(Records from a data collection)
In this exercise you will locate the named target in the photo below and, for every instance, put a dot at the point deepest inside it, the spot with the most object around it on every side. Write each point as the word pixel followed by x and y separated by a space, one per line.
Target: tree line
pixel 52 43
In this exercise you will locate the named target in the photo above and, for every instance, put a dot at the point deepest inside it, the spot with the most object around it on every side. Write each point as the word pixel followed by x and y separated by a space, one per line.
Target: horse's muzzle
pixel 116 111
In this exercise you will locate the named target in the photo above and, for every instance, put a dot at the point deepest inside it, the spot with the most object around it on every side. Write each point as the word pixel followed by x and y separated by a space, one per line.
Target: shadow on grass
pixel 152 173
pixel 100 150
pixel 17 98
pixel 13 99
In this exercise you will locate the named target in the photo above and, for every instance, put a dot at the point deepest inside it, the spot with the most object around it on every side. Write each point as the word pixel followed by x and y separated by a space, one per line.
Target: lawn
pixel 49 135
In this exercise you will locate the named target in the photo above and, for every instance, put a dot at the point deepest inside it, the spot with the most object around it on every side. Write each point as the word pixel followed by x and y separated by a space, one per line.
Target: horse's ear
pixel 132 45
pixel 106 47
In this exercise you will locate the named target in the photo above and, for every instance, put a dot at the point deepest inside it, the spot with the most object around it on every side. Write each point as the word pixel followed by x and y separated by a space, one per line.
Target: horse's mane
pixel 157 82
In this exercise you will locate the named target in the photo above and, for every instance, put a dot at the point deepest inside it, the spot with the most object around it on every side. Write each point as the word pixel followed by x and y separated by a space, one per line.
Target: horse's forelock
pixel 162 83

_SET PROBLEM_
Rewrite all of the records above, changing every "dot" to "mark" and keeping everything else the same.

_OUTPUT OF THE TASK_
In this exercise you will locate the named target in the photo below and, for every instance, put a mark at the point deepest inside it, the spot with the most object around it on every side. Write each point as the word pixel followed by x and y separated by a space, one per line.
Target: tree line
pixel 52 43
In this exercise you will locate the named target in the photo above and, for every instance, put a mark at the point deepest inside it, the spot with the most object around it on every side. Write each point as the word pixel followed by x and y separated by a space, one per line.
Target: horse's muzzle
pixel 116 111
In this exercise you will locate the named target in the photo above and, for every instance, put a mark at the point deepest inside it, the spot with the most object around it on every side. Write each point as the word pixel followed by x and y separated by a space, one per line.
Target: shadow on grass
pixel 152 173
pixel 100 150
pixel 17 98
pixel 13 99
In this exercise you will locate the named target in the photo above and, for every instance, put a mark at the point deepest inside it, the spot with the most object around it on every side. Write each point as the word pixel followed by x and y separated by a space, one per line.
Target: lawn
pixel 49 135
In this exercise you will locate the named target in the photo above and, for every instance, put a mark at the point deepest inside it, the spot with the most object around it on every side. Write each point as the word pixel followed by x and y separated by a space, one per line.
Target: horse's ear
pixel 132 45
pixel 106 47
In this exercise you will locate the named target in the photo above and, for every instance, put a mark at the point deepest inside it, the spot with the most object around it on every side. Write each point as the word pixel followed by x and y separated by a space, one per line.
Target: horse's mane
pixel 157 82
In this exercise you will locate the named target in the photo above and, for every instance, put a mark at the point deepest inside it, the spot with the most object around it on every side. Write each point as the word pixel followed by x and y separated by a space, one per line.
Target: horse's forelock
pixel 162 83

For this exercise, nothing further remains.